[COMPITO DA SVOLGERE] Si elenchino tutti i nomi propri di persone e di testate che compaiono nel testo estratto sul governo Monti, riportando ciascuno una sola volta.

Su legge di stabilità e province serve un Monti risoluto
Il governo Monti alla prova del nove. L’esecutivo dei tecnici, dopo mesi e mesi all’insegna del rigore, è atteso a comandare il processo di rilancio del paese, adottando misure di rottura con quanto fatto fino ad ora. I primi esami importanti saranno il varo della legge di stabilità e il taglio delle province. Due temi su cui si gioca buona parte della credibilità della compagine ministeriale chiamata a traghettarci fino alle prossime elezioni. Il dibattito parlamentare sulla legge di stabilità consentirà infatti ai futuri elettori di compiere una prima valutazione di ciò che rimane dell’attuale classe politica decimata dagli scandali e che molto probabilmente chiederà di governare anche dopo la parentesi dei professori. Mentre il riordino delle autonomie locali ha aperto la discussione sulla sempre più urgente riforma dell’ordinamento statale. Tempi.it ha chiesto a Marco Ferrante, giornalista economico, un primo giudizio su questo particolare frangente di storia italiana. Ecco cosa ci ha raccontato.

[Elementi di etichettatura dei contorni]
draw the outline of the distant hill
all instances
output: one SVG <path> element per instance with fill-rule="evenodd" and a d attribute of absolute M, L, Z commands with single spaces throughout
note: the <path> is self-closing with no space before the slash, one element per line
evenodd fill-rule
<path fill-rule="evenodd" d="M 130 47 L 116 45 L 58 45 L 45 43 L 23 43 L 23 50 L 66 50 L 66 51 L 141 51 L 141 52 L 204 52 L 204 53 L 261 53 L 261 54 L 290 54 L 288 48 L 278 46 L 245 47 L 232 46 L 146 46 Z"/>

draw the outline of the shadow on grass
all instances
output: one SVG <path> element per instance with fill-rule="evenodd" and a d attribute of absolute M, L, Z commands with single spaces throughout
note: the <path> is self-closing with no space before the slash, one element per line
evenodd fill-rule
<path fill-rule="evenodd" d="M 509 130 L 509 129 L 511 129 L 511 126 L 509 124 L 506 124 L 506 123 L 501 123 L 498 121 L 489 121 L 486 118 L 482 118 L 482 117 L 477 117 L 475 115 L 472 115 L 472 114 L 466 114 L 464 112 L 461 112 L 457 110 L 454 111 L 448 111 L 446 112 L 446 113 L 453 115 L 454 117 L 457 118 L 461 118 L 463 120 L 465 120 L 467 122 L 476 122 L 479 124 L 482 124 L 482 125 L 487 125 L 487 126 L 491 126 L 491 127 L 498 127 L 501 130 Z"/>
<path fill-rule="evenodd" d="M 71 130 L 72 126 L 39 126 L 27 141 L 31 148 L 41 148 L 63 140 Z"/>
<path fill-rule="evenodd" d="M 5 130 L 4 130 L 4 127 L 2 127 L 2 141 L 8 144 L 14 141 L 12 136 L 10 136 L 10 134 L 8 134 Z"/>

[RISPOSTA CORRETTA] Monti, Tempi.it, Marco Ferrante